## Collected data
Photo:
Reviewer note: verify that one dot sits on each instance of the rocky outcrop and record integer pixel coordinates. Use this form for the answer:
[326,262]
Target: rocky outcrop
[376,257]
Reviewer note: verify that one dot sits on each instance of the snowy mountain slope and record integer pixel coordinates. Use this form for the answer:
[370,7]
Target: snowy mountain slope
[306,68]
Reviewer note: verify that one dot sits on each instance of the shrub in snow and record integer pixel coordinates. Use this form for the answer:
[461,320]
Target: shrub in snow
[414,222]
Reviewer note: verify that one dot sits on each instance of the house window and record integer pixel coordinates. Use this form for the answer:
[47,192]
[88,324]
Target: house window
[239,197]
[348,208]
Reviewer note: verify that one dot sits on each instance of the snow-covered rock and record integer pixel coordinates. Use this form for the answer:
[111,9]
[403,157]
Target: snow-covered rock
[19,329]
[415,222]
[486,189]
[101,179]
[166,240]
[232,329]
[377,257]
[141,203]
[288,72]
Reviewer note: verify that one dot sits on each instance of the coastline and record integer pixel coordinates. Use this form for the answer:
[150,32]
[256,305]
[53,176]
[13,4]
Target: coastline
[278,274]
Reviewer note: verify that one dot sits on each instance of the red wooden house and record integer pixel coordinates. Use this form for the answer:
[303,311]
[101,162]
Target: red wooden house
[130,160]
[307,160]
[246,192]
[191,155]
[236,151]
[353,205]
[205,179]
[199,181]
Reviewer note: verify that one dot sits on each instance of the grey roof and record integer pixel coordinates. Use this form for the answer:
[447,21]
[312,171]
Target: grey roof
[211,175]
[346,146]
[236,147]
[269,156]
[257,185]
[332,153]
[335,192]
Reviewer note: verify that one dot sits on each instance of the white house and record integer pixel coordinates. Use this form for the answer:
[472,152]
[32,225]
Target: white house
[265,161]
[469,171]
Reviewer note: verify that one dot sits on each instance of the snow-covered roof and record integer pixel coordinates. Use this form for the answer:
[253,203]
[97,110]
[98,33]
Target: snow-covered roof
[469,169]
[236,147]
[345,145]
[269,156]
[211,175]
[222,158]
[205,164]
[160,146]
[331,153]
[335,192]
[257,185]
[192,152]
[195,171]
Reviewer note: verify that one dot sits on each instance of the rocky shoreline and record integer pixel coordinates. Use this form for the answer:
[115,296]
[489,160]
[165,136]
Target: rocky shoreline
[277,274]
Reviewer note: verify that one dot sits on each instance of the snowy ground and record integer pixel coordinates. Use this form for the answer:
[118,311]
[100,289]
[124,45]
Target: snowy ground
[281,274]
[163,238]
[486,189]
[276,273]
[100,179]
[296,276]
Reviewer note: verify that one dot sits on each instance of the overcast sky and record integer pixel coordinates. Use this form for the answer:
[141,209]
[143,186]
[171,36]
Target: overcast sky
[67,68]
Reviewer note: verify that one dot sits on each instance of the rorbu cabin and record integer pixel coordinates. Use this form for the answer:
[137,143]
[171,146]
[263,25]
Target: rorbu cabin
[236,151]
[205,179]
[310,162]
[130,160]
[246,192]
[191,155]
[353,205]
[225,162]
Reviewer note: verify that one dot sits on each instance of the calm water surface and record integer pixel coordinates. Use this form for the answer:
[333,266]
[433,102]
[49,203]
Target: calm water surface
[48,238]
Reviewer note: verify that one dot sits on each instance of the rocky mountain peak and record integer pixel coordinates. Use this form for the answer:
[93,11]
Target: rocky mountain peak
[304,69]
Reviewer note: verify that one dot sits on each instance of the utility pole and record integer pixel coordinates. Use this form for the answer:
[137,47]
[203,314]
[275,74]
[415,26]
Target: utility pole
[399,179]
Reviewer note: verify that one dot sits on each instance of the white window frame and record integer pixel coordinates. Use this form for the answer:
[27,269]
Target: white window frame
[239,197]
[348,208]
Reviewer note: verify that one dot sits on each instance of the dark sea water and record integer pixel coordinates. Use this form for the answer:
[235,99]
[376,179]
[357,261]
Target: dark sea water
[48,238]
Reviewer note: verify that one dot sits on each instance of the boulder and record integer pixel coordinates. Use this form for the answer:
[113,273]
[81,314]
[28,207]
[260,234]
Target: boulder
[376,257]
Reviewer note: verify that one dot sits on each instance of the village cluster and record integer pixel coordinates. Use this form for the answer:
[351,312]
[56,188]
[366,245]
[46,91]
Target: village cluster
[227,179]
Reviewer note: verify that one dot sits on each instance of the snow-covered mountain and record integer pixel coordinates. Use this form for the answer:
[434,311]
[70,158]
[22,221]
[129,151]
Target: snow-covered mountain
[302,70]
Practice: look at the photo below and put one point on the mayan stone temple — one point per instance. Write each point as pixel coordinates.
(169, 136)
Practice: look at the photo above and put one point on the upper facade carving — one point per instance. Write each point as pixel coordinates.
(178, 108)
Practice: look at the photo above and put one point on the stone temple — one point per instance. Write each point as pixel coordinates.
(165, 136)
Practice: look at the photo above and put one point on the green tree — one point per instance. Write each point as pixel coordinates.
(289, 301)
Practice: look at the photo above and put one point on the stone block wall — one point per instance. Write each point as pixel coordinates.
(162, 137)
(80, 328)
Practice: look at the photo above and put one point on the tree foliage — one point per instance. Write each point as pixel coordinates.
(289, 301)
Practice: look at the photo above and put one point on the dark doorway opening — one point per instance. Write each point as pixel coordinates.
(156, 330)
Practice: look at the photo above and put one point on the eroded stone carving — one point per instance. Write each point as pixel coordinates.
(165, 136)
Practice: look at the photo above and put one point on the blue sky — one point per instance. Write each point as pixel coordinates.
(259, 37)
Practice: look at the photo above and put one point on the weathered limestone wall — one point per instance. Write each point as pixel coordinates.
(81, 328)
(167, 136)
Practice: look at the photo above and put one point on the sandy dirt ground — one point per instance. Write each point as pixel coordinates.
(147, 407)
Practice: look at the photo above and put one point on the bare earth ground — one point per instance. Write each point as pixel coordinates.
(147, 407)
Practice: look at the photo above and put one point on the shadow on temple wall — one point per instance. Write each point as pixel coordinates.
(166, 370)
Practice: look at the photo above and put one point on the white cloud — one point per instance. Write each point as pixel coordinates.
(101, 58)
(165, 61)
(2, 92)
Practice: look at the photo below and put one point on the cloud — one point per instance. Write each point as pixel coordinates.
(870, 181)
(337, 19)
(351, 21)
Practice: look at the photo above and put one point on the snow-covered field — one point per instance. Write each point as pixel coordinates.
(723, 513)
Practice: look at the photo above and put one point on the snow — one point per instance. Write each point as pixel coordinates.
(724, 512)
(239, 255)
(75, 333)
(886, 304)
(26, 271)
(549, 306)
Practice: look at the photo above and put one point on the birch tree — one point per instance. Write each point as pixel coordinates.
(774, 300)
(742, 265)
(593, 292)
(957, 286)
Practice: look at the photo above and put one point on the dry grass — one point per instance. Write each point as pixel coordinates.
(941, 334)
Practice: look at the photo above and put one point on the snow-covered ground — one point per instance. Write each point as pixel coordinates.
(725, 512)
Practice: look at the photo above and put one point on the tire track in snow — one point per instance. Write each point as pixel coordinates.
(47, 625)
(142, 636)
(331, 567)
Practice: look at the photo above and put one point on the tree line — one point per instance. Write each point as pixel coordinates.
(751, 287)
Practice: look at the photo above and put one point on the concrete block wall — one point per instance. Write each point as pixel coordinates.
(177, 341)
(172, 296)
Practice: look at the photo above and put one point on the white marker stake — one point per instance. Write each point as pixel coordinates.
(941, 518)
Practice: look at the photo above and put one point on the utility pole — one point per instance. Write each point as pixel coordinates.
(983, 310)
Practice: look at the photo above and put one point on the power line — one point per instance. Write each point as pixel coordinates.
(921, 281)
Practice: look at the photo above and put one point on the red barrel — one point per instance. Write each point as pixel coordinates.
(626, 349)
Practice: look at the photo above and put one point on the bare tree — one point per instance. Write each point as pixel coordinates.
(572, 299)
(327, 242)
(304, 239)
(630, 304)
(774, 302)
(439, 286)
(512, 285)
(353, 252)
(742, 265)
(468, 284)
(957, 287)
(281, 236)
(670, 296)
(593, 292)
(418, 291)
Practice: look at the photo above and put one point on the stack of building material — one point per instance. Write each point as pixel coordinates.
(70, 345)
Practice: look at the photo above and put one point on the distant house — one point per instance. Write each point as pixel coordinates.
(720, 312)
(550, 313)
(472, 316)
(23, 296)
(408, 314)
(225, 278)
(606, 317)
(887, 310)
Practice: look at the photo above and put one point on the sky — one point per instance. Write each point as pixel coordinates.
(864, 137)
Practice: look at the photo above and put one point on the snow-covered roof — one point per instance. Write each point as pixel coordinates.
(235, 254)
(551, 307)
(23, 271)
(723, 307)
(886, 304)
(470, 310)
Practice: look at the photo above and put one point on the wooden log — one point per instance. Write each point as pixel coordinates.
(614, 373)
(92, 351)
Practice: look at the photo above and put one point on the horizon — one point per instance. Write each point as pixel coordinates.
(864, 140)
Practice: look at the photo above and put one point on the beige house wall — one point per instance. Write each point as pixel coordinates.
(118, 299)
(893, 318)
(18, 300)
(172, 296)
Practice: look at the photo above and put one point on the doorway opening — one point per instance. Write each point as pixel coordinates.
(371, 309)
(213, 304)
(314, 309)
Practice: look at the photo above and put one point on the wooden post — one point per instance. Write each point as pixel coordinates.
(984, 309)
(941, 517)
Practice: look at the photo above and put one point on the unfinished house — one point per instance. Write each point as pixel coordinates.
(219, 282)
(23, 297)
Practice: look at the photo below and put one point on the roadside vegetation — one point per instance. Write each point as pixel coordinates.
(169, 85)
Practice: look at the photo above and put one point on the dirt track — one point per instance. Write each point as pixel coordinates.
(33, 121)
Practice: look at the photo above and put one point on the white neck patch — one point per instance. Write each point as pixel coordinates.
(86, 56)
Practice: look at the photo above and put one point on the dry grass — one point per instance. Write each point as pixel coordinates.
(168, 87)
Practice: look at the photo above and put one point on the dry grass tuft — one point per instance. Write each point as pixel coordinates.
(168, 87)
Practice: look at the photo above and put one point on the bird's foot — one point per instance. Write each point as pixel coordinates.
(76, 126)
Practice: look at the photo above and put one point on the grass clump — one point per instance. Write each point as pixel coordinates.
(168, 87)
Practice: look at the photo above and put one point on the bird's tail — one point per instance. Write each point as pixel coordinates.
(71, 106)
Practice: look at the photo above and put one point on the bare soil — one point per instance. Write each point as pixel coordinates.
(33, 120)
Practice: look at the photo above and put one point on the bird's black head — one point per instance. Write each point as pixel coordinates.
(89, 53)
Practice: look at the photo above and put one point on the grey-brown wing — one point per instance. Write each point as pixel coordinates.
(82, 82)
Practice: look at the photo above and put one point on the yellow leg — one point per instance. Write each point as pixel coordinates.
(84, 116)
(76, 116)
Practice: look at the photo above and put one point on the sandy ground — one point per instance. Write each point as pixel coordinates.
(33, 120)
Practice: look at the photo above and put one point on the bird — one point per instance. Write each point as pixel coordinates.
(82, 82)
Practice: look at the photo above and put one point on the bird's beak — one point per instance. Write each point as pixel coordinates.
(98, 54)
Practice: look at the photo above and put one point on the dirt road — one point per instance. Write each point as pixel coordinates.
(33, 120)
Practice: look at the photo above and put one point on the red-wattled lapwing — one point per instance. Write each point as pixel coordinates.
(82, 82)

## DIRECTIONS FOR THIS TASK
Reproduce exactly the lines above from the line with "the white house" to the line with "the white window", including both, and add nothing.

## EXERCISE OUTPUT
Reviewer note: verify that one dot sits on each instance of the white house and record integer pixel coordinates. Use this form for the answer:
[472,152]
[32,225]
Target: white house
[265,161]
[469,171]
Reviewer note: verify that one dot sits on each instance of the snow-covered roof and record integer pixel coordinates. Use this form for the answer:
[253,203]
[97,110]
[98,33]
Target: snow-covered roof
[469,169]
[236,147]
[345,145]
[269,156]
[211,175]
[222,158]
[205,164]
[160,146]
[331,153]
[335,192]
[257,185]
[192,152]
[195,171]
Reviewer note: verify that one dot sits on each instance of the rocky shoreline and record integer pixel coordinates. Use this form for the answer:
[115,296]
[489,160]
[165,136]
Target: rocky shoreline
[277,274]
Reviewer note: verify that one dot sits on each instance of the snowy ground and record integer pixel coordinates. Use this form for the answer:
[118,311]
[100,289]
[124,45]
Target: snowy ground
[281,274]
[163,238]
[486,189]
[276,273]
[100,179]
[296,276]
Reviewer note: verify that one dot sits on each instance of the overcast sky and record integer pixel coordinates. Use this form for the answer:
[141,209]
[143,186]
[171,36]
Target: overcast sky
[67,68]
Reviewer note: verify that one dot sits on each instance of the rorbu cabin and record integer pixel coordinates. Use this form for the answer:
[137,143]
[171,146]
[263,25]
Target: rorbu cabin
[236,151]
[205,179]
[310,162]
[130,160]
[246,192]
[191,155]
[353,205]
[225,162]
Reviewer note: verify that one dot sits on each instance of the calm water surface and record integer pixel coordinates. Use this form for the answer:
[333,266]
[433,102]
[49,203]
Target: calm water surface
[48,238]
Reviewer note: verify that one dot sits on each instance of the rocky mountain peak and record integer pixel coordinates. Use this form for the answer:
[93,11]
Target: rocky mountain peak
[304,69]
Reviewer note: verify that one dot sits on each instance of the utility pole and record integer pixel coordinates. Use this form for the answer:
[137,47]
[203,314]
[275,74]
[415,26]
Target: utility pole
[399,179]
Reviewer note: verify that one dot sits on each instance of the white window frame and record integer pixel coordinates. Use this form for the answer:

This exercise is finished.